Content starts

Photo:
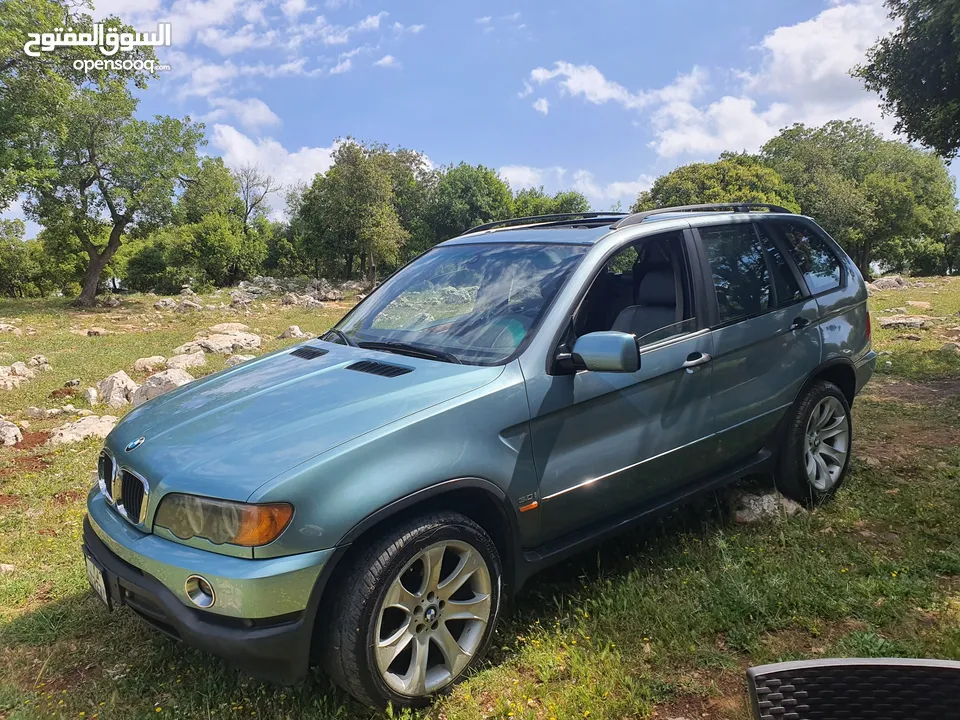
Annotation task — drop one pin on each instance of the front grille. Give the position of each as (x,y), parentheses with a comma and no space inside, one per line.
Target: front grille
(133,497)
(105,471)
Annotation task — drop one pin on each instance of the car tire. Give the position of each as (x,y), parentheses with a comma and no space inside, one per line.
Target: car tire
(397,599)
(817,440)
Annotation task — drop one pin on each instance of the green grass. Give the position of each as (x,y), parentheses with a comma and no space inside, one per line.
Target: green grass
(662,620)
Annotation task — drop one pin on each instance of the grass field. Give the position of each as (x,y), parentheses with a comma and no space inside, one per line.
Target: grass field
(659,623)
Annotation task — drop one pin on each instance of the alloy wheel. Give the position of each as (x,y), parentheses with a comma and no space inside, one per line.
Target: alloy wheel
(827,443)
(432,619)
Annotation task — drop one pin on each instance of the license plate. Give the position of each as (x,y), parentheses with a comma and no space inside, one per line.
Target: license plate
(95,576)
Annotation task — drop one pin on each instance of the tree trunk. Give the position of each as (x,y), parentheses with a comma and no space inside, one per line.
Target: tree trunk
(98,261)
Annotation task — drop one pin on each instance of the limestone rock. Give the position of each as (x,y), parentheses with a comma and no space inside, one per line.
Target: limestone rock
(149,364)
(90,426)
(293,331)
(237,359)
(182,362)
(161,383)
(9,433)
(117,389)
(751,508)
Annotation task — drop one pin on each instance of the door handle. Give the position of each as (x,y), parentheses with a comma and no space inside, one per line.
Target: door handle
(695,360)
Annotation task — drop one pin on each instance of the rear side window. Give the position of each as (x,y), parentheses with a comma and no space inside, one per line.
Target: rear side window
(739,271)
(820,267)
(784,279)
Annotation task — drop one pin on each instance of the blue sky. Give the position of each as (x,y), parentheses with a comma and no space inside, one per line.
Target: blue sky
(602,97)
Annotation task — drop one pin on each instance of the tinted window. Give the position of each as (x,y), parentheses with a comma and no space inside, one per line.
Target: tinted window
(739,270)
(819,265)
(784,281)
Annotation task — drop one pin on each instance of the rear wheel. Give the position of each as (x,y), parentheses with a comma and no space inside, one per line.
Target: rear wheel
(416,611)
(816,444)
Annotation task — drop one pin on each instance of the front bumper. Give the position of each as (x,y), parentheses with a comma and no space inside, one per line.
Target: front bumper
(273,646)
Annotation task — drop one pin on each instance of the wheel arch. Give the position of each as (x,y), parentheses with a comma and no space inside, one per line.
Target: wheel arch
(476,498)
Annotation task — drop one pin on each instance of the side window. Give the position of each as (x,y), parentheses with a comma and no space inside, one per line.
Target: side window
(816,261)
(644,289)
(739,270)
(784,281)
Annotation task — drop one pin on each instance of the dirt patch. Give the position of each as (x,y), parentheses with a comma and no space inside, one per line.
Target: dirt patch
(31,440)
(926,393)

Content ends
Content starts

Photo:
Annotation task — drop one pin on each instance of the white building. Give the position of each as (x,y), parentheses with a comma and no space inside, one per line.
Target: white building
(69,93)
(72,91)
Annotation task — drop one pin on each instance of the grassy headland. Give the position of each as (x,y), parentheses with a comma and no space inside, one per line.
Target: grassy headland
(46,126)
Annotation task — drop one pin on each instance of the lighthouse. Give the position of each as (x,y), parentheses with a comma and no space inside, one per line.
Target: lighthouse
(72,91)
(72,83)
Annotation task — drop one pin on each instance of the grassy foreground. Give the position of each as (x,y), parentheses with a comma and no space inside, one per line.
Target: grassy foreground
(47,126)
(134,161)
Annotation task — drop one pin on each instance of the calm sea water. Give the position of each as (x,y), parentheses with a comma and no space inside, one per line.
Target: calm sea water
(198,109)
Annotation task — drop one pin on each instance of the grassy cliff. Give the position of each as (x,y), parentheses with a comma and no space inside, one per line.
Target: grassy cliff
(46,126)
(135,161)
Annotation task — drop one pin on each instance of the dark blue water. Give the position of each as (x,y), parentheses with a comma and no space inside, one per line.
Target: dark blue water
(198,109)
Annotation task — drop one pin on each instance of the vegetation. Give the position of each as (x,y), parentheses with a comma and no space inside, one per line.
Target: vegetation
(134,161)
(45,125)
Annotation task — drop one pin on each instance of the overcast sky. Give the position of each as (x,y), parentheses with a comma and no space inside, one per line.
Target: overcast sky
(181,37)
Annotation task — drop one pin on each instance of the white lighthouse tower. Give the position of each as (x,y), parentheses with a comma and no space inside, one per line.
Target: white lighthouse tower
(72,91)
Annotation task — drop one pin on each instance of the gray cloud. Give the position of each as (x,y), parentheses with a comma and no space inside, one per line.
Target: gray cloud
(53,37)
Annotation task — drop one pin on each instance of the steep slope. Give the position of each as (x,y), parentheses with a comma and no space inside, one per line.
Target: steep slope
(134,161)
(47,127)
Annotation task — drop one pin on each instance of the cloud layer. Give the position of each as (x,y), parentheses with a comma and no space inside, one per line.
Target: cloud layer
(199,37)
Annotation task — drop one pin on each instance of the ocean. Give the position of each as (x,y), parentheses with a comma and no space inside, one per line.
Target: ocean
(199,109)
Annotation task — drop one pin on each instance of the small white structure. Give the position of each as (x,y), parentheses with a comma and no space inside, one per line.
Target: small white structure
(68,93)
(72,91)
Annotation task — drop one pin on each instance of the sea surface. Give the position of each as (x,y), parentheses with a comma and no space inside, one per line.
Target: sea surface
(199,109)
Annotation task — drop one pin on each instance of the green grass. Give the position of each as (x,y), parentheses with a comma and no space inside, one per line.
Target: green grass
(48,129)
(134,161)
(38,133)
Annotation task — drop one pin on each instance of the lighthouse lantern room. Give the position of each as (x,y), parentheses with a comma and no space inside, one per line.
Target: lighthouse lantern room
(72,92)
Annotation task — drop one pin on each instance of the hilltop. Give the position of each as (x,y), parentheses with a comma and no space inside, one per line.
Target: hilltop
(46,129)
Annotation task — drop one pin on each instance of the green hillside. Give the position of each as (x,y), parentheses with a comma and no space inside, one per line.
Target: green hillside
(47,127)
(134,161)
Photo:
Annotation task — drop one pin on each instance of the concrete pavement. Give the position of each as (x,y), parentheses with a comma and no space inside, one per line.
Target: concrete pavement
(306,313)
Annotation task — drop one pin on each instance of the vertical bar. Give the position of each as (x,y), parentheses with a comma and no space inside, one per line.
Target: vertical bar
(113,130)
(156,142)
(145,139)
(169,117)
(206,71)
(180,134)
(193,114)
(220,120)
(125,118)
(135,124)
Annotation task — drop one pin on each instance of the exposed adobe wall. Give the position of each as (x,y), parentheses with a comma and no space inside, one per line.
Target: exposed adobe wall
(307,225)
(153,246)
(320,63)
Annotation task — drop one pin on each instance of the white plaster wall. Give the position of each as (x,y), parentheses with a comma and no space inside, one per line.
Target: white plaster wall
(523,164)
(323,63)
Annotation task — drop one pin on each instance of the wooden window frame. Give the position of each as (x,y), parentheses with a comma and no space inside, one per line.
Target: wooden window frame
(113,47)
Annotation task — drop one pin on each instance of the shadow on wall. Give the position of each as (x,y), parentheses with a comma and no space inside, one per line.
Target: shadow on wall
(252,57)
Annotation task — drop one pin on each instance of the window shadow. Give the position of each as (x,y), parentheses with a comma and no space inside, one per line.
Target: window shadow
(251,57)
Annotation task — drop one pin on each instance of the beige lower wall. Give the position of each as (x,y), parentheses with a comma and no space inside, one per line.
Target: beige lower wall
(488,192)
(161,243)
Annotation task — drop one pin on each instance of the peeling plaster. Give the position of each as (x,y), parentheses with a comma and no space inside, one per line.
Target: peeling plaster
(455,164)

Content ends

**What to work on:**
Using the entries shown above, reproduce verbatim the lines from the line bearing "Target: ocean" to the line bearing "of the vertical", inclusive.

**Answer to this task:**
Target: ocean
(199,109)
Annotation task — drop one pin on each instance of the small white structure. Give the position of each as (x,y), parentheses with a comma and no space inside, one per line.
Target: small white structure
(68,93)
(72,91)
Annotation task — drop one pin on each instance of the sea surface. Give the position of each as (x,y), parentheses with a comma and no space inside, one per line.
Target: sea surface
(199,109)
Annotation task — drop one pin on each instance of the green grass. Give the position of each as (x,y), parentheses with a comma and no space inside, one per line.
Target: green grass
(48,129)
(134,161)
(38,133)
Annotation task — drop one pin on each instance of the lighthouse lantern room. Give the position of each as (x,y), parentheses with a comma and no space inside, one per line.
Target: lighthouse lantern room
(72,92)
Annotation task — drop one pin on each instance of the hilltop. Give the position of each as (x,y), parentheses with a comma and no space inside, one per line.
Target: hilltop
(46,129)
Annotation task — drop one pin on each instance of the green hillside. Give the position of each as (x,y), parentheses with a comma and no space inside, one per line.
Target: green hillside
(47,127)
(134,161)
Photo:
Annotation task — drop one pin on each instance of the concrete pavement. Give the position of each as (x,y), parentheses with a comma and no space inside, one per line.
Target: concrete pavement
(306,313)
Annotation task — drop one pin on each instance of the vertical bar. Give the position of each as (x,y), parentheses with a comma and no space inside, one per line.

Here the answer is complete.